Tantangan a
Daftarkan setiap baris catatan yang memuat kata "foliage", dengan membedakan huruf besar dan kecil.

Kutipan teks
+++
Meskipun penggunaan dananya sama-sama berdasarkan APBN, namun pengembalian yang didapatkan berbeda. SBSN mendapatkan bagi hasil, capital gain, dan marjin, sedangkan SUN mendapatkan bunga dan capital gain. Keuntungan yang diperoleh investor dari berinvestasi dalam SBSN atau Sukuk Negara, antara lain merupakan investasi yang aman, karena pembayaran imbalan dan nilai nominal SBSN sampai dengan jatuh tempo dijamin oleh Pemerintah; berinvestasi sesuai dengan prinsip syariah, serta aman dan terbebas dari hal-hal yang dilarang syariah, seperti riba, gharar, dan maysir, sehingga selain aman juga menentramkan; memberikan penghasilan berupa imbalan atau bagi hasil yang kompetitif, dibandingkan dengan instrumen keuangan lain; dapat diperdagangkan di pasar sekunder sesuai dengan harga pasar, sehingga investor berpotensi mendapatkan capital gain; serta turut berpartisipasi serta mendukung pembiayaan pembangunan nasional.
Usaha dan kerja keras Pemerintah selama ini dalam menyediakan landasan hukum bagi penerbitan Surat Berharga Syariah Negara (SBSN) dapat tercapai dengan disahkannya Undang-Undang Nomor 19 tahun 2008 tentang SBSN pada 7 Mei 2008, yang mengatur tentang Sukuk yang diterbitkan oleh Pemerintah Pusat. Peraturan lainnya yang mendukung pelaksanaan penerbitan SBSN diatur dalam Peraturan Pemerintah (PP) dan Peraturan Menteri Keuangan (PMK). Berdasarkan Undang-Undang Nomor 19 tahun 2008 tentang Surat Berharga Syariah Negara, Pemerintah Pusat memiliki kewenangan untuk menerbitkan SBSN dan dilaksanakan oleh Menteri Keuangan.
Dalam kurun waktu dua tahun sejak disahkannya undang-undang SBSN tersebut, intrumen SBSN telah mengambil peran penting sebagai salah satu instrumen pembiayaan Anggaran Pendapatan dan Belanja Negara (APBN). Pemerintah telah sukses menerbitkan SBSN untuk pertama kalinya pada bulan Agustus tahun 2008 melalui cara bookbuilding, Sukuk Negara Ritel, dan SBSN Valas di pasar internasional. Selain itu, Pemerintah juga telah menerbitkan SBSN dengan cara lelang dan private placement.
+++
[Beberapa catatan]
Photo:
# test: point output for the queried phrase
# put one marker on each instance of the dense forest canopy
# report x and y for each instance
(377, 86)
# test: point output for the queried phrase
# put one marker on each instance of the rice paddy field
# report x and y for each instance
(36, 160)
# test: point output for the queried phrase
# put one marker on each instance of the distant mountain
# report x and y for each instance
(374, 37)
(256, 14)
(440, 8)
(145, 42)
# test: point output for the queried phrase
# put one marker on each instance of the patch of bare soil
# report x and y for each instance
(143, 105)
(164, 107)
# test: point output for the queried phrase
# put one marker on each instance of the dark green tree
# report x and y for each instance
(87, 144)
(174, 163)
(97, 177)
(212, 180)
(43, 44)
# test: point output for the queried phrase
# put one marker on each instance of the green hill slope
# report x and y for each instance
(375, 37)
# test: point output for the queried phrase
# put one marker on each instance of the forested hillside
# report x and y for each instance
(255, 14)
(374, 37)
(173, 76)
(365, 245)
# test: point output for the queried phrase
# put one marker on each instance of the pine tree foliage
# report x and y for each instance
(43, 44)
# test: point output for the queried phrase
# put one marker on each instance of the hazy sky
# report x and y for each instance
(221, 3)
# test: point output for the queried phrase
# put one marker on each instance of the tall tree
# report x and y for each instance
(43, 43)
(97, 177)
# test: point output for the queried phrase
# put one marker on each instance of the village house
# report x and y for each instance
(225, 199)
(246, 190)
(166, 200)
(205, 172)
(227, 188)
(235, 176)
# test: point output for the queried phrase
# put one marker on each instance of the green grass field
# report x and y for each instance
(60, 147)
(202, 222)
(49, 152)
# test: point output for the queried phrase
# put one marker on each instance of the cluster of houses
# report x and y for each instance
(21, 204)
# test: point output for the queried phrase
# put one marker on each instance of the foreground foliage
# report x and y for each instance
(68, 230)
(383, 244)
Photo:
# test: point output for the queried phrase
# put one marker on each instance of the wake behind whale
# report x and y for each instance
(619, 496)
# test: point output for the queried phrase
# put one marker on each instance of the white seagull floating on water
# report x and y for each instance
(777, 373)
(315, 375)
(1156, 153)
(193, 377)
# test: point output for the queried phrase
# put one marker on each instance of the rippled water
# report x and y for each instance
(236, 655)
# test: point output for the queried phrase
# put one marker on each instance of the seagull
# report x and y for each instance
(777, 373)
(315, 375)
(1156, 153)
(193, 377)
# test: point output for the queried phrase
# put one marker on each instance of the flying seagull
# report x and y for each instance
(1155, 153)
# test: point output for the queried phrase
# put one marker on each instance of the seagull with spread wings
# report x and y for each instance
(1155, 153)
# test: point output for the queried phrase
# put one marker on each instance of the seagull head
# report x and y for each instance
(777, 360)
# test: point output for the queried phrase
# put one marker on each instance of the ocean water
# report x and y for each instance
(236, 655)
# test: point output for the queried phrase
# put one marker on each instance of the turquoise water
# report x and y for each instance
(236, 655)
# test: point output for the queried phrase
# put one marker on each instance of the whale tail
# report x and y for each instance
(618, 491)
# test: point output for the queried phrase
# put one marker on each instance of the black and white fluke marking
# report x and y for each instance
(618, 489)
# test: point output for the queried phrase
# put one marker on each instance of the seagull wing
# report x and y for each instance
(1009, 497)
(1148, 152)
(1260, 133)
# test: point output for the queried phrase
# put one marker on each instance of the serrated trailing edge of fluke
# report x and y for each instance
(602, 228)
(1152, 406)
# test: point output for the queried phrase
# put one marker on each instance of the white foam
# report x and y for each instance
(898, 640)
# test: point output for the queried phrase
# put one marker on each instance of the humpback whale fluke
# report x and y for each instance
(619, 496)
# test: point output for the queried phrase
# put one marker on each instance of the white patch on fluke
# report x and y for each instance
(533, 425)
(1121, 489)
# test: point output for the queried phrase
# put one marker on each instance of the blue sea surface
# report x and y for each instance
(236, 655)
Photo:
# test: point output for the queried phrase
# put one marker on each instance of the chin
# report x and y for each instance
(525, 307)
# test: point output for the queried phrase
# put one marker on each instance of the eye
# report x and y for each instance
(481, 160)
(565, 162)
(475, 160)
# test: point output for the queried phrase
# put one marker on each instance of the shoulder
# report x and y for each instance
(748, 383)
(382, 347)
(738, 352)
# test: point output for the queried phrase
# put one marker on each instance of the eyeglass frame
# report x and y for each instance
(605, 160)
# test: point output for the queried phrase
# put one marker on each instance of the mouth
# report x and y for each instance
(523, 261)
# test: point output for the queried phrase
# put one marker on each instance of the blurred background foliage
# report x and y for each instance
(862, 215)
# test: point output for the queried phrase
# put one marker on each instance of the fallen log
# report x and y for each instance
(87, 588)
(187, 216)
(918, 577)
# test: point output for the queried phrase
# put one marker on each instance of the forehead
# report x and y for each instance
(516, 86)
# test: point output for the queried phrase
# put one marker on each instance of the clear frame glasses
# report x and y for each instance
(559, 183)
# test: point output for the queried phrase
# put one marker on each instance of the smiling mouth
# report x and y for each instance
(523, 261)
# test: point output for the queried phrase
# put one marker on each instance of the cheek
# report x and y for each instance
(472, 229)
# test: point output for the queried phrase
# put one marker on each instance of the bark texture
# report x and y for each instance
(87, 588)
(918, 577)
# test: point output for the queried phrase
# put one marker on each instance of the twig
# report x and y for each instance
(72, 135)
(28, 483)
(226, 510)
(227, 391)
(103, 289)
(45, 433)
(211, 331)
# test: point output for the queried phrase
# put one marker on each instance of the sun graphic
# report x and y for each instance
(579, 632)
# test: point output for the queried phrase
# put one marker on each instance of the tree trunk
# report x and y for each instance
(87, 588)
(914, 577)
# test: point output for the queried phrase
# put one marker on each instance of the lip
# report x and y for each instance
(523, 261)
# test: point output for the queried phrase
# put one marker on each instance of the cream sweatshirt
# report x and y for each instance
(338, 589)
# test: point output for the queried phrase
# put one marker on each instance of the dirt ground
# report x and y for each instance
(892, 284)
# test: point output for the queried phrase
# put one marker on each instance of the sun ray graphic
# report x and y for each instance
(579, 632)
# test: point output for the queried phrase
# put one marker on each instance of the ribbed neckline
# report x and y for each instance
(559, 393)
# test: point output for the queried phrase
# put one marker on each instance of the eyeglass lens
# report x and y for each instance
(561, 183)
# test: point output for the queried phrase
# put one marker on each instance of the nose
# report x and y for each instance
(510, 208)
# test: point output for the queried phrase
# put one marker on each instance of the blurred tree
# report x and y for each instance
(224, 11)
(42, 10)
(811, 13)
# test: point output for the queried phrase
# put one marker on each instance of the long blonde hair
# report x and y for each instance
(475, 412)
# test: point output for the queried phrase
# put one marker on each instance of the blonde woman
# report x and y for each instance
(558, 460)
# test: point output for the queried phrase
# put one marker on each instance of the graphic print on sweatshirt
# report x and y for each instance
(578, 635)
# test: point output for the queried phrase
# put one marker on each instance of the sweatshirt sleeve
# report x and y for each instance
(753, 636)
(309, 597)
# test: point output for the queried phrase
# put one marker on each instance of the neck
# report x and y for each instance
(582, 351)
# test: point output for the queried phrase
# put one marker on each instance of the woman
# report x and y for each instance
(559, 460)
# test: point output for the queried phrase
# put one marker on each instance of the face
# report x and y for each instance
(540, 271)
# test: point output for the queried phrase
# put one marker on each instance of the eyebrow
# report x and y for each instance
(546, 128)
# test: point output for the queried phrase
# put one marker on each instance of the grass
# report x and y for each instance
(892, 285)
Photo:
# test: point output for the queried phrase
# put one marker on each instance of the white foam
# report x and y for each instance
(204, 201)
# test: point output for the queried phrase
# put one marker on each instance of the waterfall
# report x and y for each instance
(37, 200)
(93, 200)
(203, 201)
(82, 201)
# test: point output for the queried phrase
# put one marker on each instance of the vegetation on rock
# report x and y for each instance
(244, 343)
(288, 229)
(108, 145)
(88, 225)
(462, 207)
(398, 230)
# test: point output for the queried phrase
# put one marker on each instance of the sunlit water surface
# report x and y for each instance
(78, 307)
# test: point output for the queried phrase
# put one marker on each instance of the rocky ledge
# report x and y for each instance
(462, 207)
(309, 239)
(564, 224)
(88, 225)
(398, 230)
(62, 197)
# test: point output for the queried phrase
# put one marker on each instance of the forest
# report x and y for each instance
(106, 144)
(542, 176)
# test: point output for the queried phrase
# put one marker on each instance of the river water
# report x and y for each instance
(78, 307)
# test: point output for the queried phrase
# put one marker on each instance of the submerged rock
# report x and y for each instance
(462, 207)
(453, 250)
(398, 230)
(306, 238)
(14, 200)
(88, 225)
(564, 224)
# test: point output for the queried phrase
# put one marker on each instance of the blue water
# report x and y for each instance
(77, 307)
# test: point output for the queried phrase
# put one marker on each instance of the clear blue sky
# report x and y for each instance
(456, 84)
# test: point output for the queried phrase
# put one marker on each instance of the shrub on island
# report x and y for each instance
+++
Tantangan b
Jawab pertanyaan berikut berdasarkan teks tentang SBSN:
(i) Apa saja pengembalian yang didapatkan SUN?
(ii) Pada tanggal berapa Undang-Undang Nomor 19 tahun 2008 tentang SBSN disahkan?
(iii) Pada bulan dan tahun berapa Pemerintah menerbitkan SBSN untuk pertama kalinya?

Jawaban benar a
# put one marker on each instance of the pine tree foliage
# put one marker on each instance of the foreground foliage
# put one marker on each instance of the blurred background foliage

Jawaban benar b
(i) Bunga dan capital gain.
(ii) 7 Mei 2008.
(iii) Agustus 2008.